When we ignore this, we keep ourselves locked in the stress cycle, running on adrenaline, cortisol, and caffeine. That’s when burnout creeps in, leaving you tired and disconnected from your work.
🌿Ways to practice rest in daily life
Although a vacation every once in a while is necessary, I like to approach rest as an integral part of my routine, hence, I have had to figure out a variety of ways to weave it into my daily life in a way that is beneficial, yet doesn’t feel like yet another chore to add to my calendar.
Here are some of my ways to rest:
Micro-rest: Step away from the desk for five minutes to stretch, sip water, look outside, or simply close your eyes.
Cyclical rest: Align with natural rhythms: take a longer break after a big project, rest on weekends, or create seasonal pauses to shift gears and recallibrate.
Creative rest: Switch to a gentler activity: reading fiction, listening to music, sitting outside… that restores your energy without demanding much of you.
Full rest: Sleep, naps, or days off where you allow your nervous system to recover truly.
👉🏾 Think of rest as maintenance, not indulgence.
Play: The Spark of Imagination
If rest restores, play ignites.
Personally, I love to play all the time, I’m not sure who decided that as we grow older we should become not only boring, but bored.
Play is great for all ages, because it reawakens your curiosity: when you’re engaged in playful activity, the brain releases dopamine, a neurotransmitter that fuels motivation and learning, and that’s why breakthroughs often arrive while you’re doodling, moving, or laughing with friends rather than staring at a screen.

- **Raw data**:

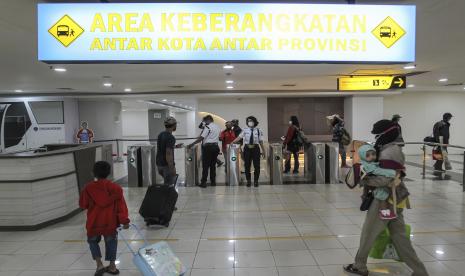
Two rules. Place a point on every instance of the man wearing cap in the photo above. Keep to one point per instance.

- **Objectives**:
a) In the piece on rest and play, condense the paragraph that begins "Play is great for all ages" into a shorter version that keeps its main facts.
b) Carry the piece on rest and play forward from its final sentence.

- **Per-task answers**:
a) Play benefits people of every age by reawakening curiosity. During play, the brain releases dopamine, which fuels motivation and learning. That is why breakthroughs often come while doodling, moving, or laughing with friends rather than while staring at a screen.

b)
Play rewires the brain for creativity.
It strengthens neuroplasticity, allowing you to make new connections and think outside habitual patterns. Without it, work becomes rigid. With it, your imagination stays alive.
“To be playful and serious at the same time is possible, and it defines the ideal mental condition.” Bell Hooks
🎊Ways to invite more play:
If you want to introduce more play into your life and don’t know where to start, here are a few suggestions to inspire you:
Unstructured play: Dance, doodle, or sing. Do something with no goal and no audience.
Playful work: Add lightness to what you’re already doing by experimenting with colours in your notes, setting a fun timer to help you get work done, or use a motivating music playlist.
Social play: Laugh with a friend, play a board game, or share stories. Creativity thrives in connection.
Movement play: Try shaking, skating, yoga, walking barefoot in the grass… Movement frees up the mind.
👉🏾 Play is the antidote to the pressure of “should.” It reminds us that creating can feel light, alive, even fun.
Try This Week
Rest and play can sound simple in theory, but they’re often the first things we sacrifice when life gets full. The truth is, weaving them into our days doesn’t have to be complicated. Small, intentional pauses and moments of joy add up to big shifts over time.
To get you started, here are a few easy practices you can experiment with this week:
Schedule a true pause: Block 30 minutes to an hour in your calendar this week for a nap, a slow walk, an artist date, or any other restful or playful practice of your choice. What could you use more of in your life right now?
Experiment with “micro-rest”: Try one 5-minute break every 90 minutes of focused work: stretch, breathe, or close your eyes.
Plan a joyful activity: Something lighthearted (board games, dancing, sketching) that has no outcome attached.
Notice the impact: At the end of the week, reflect on how rest and play shifted your energy, mood, or creativity.
Closing Reflection
What I’d like for you to remember is that rest and play are not separate from productivity. They are the anchors that make everything else possible.
Over these past weeks, we’ve tapped into tools that help you clear, focus, prioritize, and celebrate. But without pause and joy, those tools lose their power.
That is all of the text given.